◆ Text block
————————

New directions for Intel
Reporting from the Intel Software Conference 2011, held in Dubrovnik this April and based in part on an interview with James Reinders, Director of Software Products.
Despite the undoubted importance of companies like Apple and Microsoft, it is Intel that has most influenced the history of the microcomputer. Back in 1971 it kick-started the whole industry with the first commercial microprocessor, and a decade later the 8088 processor became the basis for the IBM PC. Then in 1982 the release of the 80286 created an architecture that made the likes of Microsoft Windows possible. Since then each successive wave of Intel processors has brought us ever increasing clock speeds, effortlessly allowing our software to achieve more in less time.
But then, in 2004, Intel found itself unable to increase clock speed any further. As a result the company changed tack, realising that it could increase processing speed by doing more than one thing at a time, rather than trying to do one thing after another at ever increasing speed. However this introduced a new problem, as computer programs would only be able to take advantage of multi-core processors if they were rewritten to do so.
So ‘Think Parallel’ was born, as an annual event at which Intel could promote the cause of parallel programming. I reported from an early event held in Lisbon back in 2007 (see Think Parallel). Since then I have attended each year, culminating in the 2011 event held recently in Dubrovnik.

————————

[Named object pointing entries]
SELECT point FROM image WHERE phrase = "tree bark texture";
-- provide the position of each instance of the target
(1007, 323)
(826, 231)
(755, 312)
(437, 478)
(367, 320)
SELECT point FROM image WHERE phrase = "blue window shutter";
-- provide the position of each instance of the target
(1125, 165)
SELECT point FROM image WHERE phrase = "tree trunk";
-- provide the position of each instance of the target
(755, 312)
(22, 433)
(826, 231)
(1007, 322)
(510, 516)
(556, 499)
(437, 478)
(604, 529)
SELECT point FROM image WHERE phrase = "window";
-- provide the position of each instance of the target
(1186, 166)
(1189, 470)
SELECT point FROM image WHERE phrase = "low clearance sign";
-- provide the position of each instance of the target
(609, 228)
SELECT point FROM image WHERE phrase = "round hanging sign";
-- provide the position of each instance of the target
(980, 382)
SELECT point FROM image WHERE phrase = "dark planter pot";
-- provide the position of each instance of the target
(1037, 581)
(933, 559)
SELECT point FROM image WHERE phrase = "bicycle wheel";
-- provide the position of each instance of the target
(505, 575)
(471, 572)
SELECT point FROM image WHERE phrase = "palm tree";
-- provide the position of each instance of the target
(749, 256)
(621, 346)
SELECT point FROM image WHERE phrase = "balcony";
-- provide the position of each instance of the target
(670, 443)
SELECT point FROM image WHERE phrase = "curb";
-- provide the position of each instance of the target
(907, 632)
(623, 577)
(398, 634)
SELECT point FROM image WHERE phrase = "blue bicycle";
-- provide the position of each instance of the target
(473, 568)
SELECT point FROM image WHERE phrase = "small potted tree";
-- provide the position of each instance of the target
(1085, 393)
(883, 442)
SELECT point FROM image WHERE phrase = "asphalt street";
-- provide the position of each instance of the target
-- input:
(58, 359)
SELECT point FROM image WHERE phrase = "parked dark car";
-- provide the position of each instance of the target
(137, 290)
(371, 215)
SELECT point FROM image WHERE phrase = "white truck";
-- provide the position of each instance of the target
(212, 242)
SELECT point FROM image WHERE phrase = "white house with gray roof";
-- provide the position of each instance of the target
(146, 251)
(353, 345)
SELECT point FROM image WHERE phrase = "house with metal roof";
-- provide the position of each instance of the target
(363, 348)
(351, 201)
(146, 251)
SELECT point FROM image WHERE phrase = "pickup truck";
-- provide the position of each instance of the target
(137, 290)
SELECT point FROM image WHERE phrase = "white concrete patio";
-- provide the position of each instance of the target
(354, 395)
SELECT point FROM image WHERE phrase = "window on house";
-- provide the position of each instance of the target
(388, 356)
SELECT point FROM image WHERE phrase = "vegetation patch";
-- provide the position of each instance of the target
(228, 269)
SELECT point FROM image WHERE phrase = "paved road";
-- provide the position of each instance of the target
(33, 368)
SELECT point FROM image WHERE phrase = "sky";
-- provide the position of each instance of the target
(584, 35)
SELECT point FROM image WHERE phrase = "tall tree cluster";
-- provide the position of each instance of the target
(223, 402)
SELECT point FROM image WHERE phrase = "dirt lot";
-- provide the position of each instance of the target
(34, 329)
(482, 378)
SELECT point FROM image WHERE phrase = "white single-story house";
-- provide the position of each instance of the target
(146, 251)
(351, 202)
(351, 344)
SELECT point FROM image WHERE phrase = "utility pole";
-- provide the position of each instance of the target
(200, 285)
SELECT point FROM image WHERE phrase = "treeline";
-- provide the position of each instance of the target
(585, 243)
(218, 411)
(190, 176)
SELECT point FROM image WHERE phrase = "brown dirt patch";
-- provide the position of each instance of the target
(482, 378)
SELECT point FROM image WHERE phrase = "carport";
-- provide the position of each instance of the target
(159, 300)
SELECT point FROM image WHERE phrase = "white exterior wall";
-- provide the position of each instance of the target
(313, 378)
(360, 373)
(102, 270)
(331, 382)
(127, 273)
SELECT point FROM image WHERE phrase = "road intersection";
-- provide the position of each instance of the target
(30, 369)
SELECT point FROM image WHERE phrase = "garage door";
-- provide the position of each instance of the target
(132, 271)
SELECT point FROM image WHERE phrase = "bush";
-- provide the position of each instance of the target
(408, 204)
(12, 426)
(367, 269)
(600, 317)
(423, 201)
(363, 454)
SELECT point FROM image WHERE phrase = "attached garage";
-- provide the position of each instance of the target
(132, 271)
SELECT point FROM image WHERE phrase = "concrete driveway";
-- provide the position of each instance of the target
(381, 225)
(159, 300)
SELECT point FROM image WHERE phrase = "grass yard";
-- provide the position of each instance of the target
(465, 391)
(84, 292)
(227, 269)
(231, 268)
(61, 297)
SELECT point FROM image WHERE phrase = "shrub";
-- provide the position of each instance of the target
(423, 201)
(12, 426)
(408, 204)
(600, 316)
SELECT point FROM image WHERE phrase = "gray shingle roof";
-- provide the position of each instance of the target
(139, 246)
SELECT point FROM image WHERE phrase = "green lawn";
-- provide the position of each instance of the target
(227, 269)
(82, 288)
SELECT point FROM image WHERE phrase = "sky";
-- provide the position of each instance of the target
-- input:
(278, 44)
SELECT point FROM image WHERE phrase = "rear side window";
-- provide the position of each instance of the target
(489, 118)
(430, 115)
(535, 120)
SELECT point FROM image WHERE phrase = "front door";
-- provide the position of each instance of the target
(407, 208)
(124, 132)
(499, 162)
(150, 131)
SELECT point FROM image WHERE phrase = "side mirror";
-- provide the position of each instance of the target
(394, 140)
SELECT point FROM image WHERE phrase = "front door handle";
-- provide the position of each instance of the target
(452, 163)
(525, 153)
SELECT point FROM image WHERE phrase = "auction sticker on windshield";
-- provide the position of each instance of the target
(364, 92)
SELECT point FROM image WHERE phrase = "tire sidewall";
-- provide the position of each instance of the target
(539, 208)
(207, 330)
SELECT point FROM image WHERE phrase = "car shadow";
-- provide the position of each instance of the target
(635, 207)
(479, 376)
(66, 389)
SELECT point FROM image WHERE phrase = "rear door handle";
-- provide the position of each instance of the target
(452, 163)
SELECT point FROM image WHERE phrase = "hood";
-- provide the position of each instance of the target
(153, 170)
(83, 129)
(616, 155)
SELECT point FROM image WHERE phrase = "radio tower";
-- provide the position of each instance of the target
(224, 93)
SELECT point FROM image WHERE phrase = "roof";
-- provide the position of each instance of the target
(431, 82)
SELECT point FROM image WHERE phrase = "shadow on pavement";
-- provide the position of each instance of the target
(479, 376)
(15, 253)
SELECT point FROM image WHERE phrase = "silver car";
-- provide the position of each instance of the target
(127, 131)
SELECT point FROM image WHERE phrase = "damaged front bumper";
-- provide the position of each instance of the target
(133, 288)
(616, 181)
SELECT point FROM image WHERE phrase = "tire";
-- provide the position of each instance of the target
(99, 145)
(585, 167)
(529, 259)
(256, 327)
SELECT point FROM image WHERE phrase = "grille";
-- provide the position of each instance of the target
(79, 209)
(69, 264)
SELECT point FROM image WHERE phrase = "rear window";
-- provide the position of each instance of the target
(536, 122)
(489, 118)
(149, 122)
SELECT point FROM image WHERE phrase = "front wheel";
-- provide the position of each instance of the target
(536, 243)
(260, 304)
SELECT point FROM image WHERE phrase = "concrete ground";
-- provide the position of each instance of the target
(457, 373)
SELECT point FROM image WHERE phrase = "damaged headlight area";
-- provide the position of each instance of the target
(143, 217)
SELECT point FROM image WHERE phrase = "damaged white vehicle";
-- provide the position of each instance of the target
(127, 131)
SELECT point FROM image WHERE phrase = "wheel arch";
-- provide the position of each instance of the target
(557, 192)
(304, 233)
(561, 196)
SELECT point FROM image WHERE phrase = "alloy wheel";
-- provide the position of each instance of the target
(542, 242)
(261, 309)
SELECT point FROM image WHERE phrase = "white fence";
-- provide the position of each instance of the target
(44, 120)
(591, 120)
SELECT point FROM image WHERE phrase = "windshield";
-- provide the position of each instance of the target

————————

◆ Objective A
Pull out every line of the rows that contains the word "truck", treating uppercase and lowercase as different.
◆ Objective B
Write the next part of the Intel article, picking up right after its final sentence.

◆ Final result A
SELECT point FROM image WHERE phrase = "white truck";
SELECT point FROM image WHERE phrase = "pickup truck";

◆ Final result B
At the Lisbon event, Intel predicted that it would be producing processors containing four cores by the following year, and 64 cores by 2011. However, as it is, while there are server parts out there with 10 cores, even high-end desktops can only boast four-core processors.
Challenged on this, Reinders agreed that there had been a change of emphasis, particularly in the smartphone and tablet arena where Intel faces stiff competition from the likes of ARM. Here the most important factor has been power efficiency, which directly affects battery life. However Reinders feels that we’re getting to the point where power consumption is “good enough”, referencing a work by Clayton Christensen called The Innovator’s Dilemma which suggests that, once competing companies produce products that are all ‘good enough’ in one direction, the emphasis shifts to something else. Reinders’ argument is that the market will soon shift to performance, and that dual-core chips will become standard on mobile devices in the near future.
Power efficiency is also an issue on the server, but another issue here is bandwidth, particularly where multiple cores all access a shared memory area within a single chip. This is not so much of a problem where there are perhaps ten cores involved, but it becomes a bottleneck as core count increases. Server workloads tend to be highly parallel so there is more pressure to increase the core count on the server than there is on the client.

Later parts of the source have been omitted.